WHAT THE TASK REQUIRES: Determine how many lines in the records below include the word "pixels" and output that number alone.

Stored records:
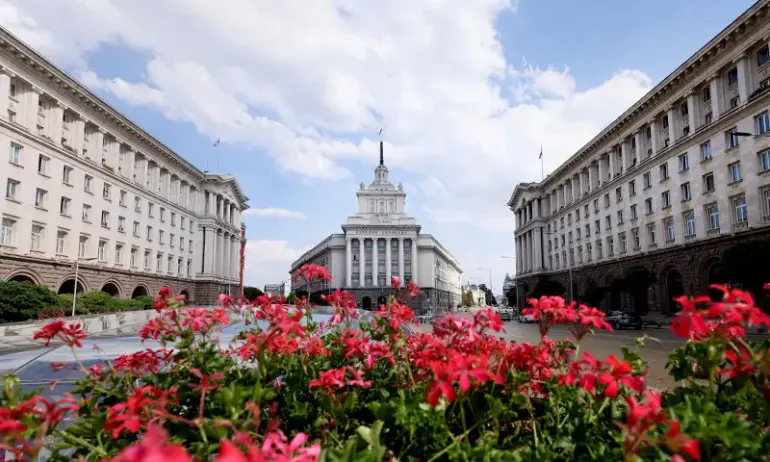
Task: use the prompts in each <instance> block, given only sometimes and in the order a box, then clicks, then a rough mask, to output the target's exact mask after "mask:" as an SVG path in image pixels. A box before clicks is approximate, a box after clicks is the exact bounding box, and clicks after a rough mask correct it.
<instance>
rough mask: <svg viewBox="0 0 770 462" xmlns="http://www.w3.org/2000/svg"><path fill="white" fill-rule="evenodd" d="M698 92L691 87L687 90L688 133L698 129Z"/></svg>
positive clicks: (690, 134) (698, 120) (699, 118)
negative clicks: (691, 88) (690, 87)
mask: <svg viewBox="0 0 770 462" xmlns="http://www.w3.org/2000/svg"><path fill="white" fill-rule="evenodd" d="M697 96H698V92H697V91H696V90H695V89H694V88H693V89H691V90H690V91H688V92H687V124H688V125H689V126H690V135H692V134H694V133H695V130H697V129H698V125H697V123H698V121H699V120H700V117H698V107H699V105H698V99H697Z"/></svg>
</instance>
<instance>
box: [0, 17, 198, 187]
mask: <svg viewBox="0 0 770 462" xmlns="http://www.w3.org/2000/svg"><path fill="white" fill-rule="evenodd" d="M0 50H3V51H5V52H7V53H9V54H10V55H11V56H12V57H14V58H15V59H17V60H19V61H21V62H22V63H23V64H24V65H26V66H27V67H28V68H30V69H31V70H32V71H34V72H36V73H38V74H39V75H40V76H41V80H47V81H48V82H49V83H50V84H51V86H52V87H55V88H57V89H59V90H60V91H61V92H62V93H64V94H66V95H67V96H68V97H69V98H71V99H73V100H74V101H75V102H76V103H77V104H79V105H81V106H85V107H86V108H88V109H89V110H91V111H94V112H95V113H96V114H98V115H99V116H100V117H103V118H104V119H105V120H107V121H108V122H110V123H112V124H114V125H116V126H117V127H118V128H119V129H121V130H123V131H124V132H125V134H126V135H129V136H133V137H134V138H135V139H136V140H137V141H139V142H140V144H143V145H144V147H146V148H150V149H151V150H152V151H153V152H156V153H158V154H160V155H161V156H162V157H164V158H165V159H166V160H168V161H170V162H171V163H172V164H176V166H177V167H178V168H179V169H181V170H185V171H187V172H188V173H190V174H192V175H193V176H195V177H196V178H197V180H198V181H201V180H203V179H204V172H202V171H201V170H199V169H198V168H197V167H195V166H194V165H192V164H191V163H190V162H188V161H187V160H185V159H184V158H183V157H181V156H180V155H179V154H177V153H175V152H174V151H172V150H171V149H170V148H169V147H168V146H166V145H165V144H163V143H162V142H161V141H159V140H158V139H156V138H155V137H153V136H152V135H150V134H149V133H147V132H146V131H144V130H143V129H142V128H141V127H139V126H138V125H136V124H135V123H134V122H132V121H131V120H129V119H128V118H127V117H126V116H124V115H123V114H122V113H120V112H119V111H118V110H116V109H115V108H113V107H112V106H110V105H109V104H107V103H106V102H105V101H104V100H102V99H101V98H99V97H98V96H96V95H95V94H94V93H92V92H91V91H90V90H88V89H87V88H86V87H84V86H83V85H81V84H80V83H79V82H78V81H76V80H75V79H74V78H72V77H71V76H70V75H68V74H67V73H66V72H64V71H62V70H61V69H59V68H58V67H56V66H55V65H54V64H53V63H52V62H51V61H49V60H48V59H47V58H45V57H44V56H43V55H41V54H40V53H38V52H37V51H35V50H34V49H33V48H32V47H30V46H29V45H27V44H26V43H24V42H23V41H21V40H20V39H19V38H17V37H16V36H14V35H13V34H11V32H9V31H8V30H7V29H5V28H4V27H0ZM6 72H7V71H6ZM65 106H66V105H65ZM72 110H73V111H75V112H78V110H77V109H72ZM84 119H85V120H88V118H87V117H84ZM139 151H140V152H141V151H142V149H139Z"/></svg>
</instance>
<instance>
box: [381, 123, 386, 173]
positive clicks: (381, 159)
mask: <svg viewBox="0 0 770 462" xmlns="http://www.w3.org/2000/svg"><path fill="white" fill-rule="evenodd" d="M383 151H384V149H383V146H382V129H380V165H385V156H384V154H383Z"/></svg>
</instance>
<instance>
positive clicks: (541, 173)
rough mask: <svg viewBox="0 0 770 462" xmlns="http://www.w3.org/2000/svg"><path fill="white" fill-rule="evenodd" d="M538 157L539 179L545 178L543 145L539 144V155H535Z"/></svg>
mask: <svg viewBox="0 0 770 462" xmlns="http://www.w3.org/2000/svg"><path fill="white" fill-rule="evenodd" d="M537 158H538V159H540V177H541V178H540V181H543V180H545V168H543V145H542V144H541V145H540V155H539V156H538V157H537Z"/></svg>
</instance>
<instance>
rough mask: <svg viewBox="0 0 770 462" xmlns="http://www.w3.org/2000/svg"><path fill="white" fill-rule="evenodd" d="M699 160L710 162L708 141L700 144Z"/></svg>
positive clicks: (709, 147) (709, 145)
mask: <svg viewBox="0 0 770 462" xmlns="http://www.w3.org/2000/svg"><path fill="white" fill-rule="evenodd" d="M700 158H701V160H702V161H706V160H711V142H710V141H706V142H705V143H701V145H700Z"/></svg>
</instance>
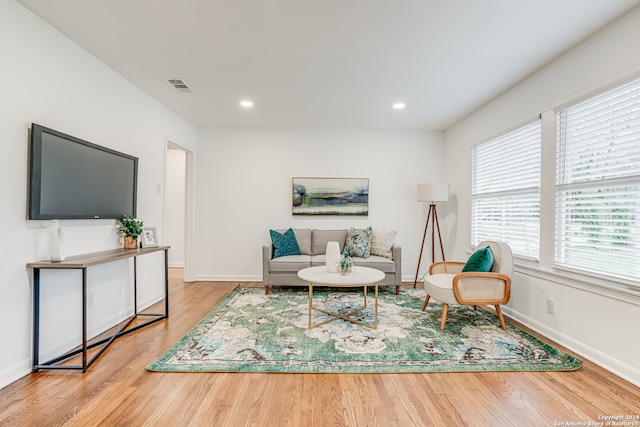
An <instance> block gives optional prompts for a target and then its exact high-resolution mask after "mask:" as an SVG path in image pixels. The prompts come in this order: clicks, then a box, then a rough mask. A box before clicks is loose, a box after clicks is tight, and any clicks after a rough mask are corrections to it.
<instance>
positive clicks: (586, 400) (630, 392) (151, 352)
mask: <svg viewBox="0 0 640 427" xmlns="http://www.w3.org/2000/svg"><path fill="white" fill-rule="evenodd" d="M181 274H182V270H180V269H171V270H170V318H169V320H168V321H162V322H159V323H157V324H156V325H154V326H150V327H149V328H146V329H142V330H140V331H138V332H136V333H133V334H131V335H128V336H126V337H123V338H120V339H119V340H116V342H115V343H114V344H113V345H112V346H111V347H110V348H109V349H108V350H107V352H106V353H105V354H103V356H102V357H101V358H100V359H98V360H97V361H96V363H94V365H92V366H91V367H90V369H89V371H88V372H87V373H86V374H84V375H83V374H81V373H79V372H74V371H41V372H39V373H35V374H29V375H27V376H26V377H24V378H21V379H20V380H18V381H16V382H15V383H13V384H11V385H9V386H7V387H5V388H4V389H2V390H0V426H98V425H100V426H236V425H237V426H244V425H256V426H311V425H314V426H321V425H322V426H324V425H327V426H343V425H344V426H378V425H379V426H431V425H433V426H554V425H560V424H559V423H565V424H564V425H568V424H566V423H567V422H574V423H581V422H584V423H585V424H584V425H587V423H588V422H589V421H593V422H598V421H599V417H603V416H613V415H617V416H631V417H632V416H634V415H640V388H639V387H636V386H634V385H632V384H630V383H628V382H626V381H624V380H622V379H620V378H618V377H616V376H614V375H612V374H610V373H609V372H607V371H605V370H604V369H602V368H600V367H598V366H596V365H594V364H593V363H590V362H589V361H585V362H584V364H583V367H582V368H581V369H580V370H579V371H576V372H558V373H556V372H508V373H492V372H487V373H461V374H456V373H445V374H382V375H378V374H360V375H359V374H348V375H347V374H343V375H333V374H238V373H229V374H225V373H190V374H181V373H153V372H148V371H146V370H145V366H147V365H148V364H149V363H150V362H152V361H153V360H155V359H156V358H157V357H158V356H160V355H161V354H162V353H164V352H165V351H166V350H167V349H168V348H169V347H171V345H173V344H174V343H175V342H176V341H177V340H178V339H179V338H180V337H181V336H182V335H184V334H185V333H186V332H187V331H188V330H190V329H191V328H192V327H193V326H194V325H195V324H196V323H197V322H198V321H199V320H200V319H202V318H203V317H204V315H205V314H206V313H208V312H209V311H210V310H211V309H212V308H213V307H214V306H215V305H216V304H217V303H218V302H219V301H220V300H221V299H222V298H223V297H224V296H226V295H227V294H228V293H229V292H230V291H231V290H232V289H233V288H234V287H235V286H236V283H230V282H224V283H223V282H216V283H211V282H196V283H183V282H182V280H181ZM600 421H601V420H600ZM619 421H628V422H632V423H633V422H637V424H635V425H640V420H638V419H636V420H619ZM574 425H575V424H574ZM594 425H595V424H594ZM631 425H633V424H631Z"/></svg>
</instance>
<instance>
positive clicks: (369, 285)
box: [298, 265, 384, 329]
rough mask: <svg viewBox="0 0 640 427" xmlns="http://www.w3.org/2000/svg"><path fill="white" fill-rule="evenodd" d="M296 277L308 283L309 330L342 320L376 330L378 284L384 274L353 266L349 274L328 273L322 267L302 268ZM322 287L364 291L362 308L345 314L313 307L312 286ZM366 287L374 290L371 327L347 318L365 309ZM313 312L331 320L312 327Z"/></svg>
mask: <svg viewBox="0 0 640 427" xmlns="http://www.w3.org/2000/svg"><path fill="white" fill-rule="evenodd" d="M298 277H299V278H300V279H302V280H304V281H306V282H309V329H313V328H316V327H318V326H321V325H324V324H326V323H329V322H333V321H334V320H338V319H342V320H346V321H347V322H351V323H356V324H358V325H362V326H365V327H367V328H371V329H378V283H379V282H380V281H382V280H383V279H384V273H383V272H382V271H380V270H376V269H375V268H369V267H361V266H354V267H353V271H352V272H351V273H349V274H345V275H342V274H341V273H330V272H328V271H327V268H326V267H325V266H324V265H322V266H318V267H308V268H303V269H302V270H300V271H298ZM314 284H315V285H322V286H329V287H334V288H354V287H361V286H362V288H363V290H364V307H360V308H358V309H355V310H353V311H350V312H348V313H345V314H339V313H333V312H330V311H326V310H323V309H321V308H317V307H314V306H313V286H314ZM367 286H373V287H374V289H375V307H374V316H373V325H370V324H367V323H363V322H360V321H358V320H355V319H352V318H350V317H349V316H350V315H352V314H354V313H358V312H360V311H362V310H364V309H365V308H367ZM313 310H316V311H319V312H321V313H324V314H327V315H329V316H331V319H329V320H326V321H324V322H321V323H317V324H315V325H312V323H311V314H312V312H313Z"/></svg>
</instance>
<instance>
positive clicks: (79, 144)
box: [28, 123, 138, 220]
mask: <svg viewBox="0 0 640 427" xmlns="http://www.w3.org/2000/svg"><path fill="white" fill-rule="evenodd" d="M137 175H138V158H137V157H133V156H130V155H127V154H124V153H120V152H118V151H114V150H111V149H109V148H105V147H101V146H99V145H96V144H93V143H91V142H87V141H83V140H81V139H79V138H75V137H73V136H69V135H66V134H64V133H62V132H58V131H55V130H53V129H48V128H46V127H44V126H40V125H38V124H35V123H33V124H32V126H31V138H30V144H29V195H28V198H29V206H28V211H29V219H31V220H44V219H88V218H91V219H103V218H105V219H116V218H122V217H123V216H125V215H131V216H134V217H135V216H136V191H137V189H136V187H137Z"/></svg>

RESPONSE FOR THIS EXERCISE: 2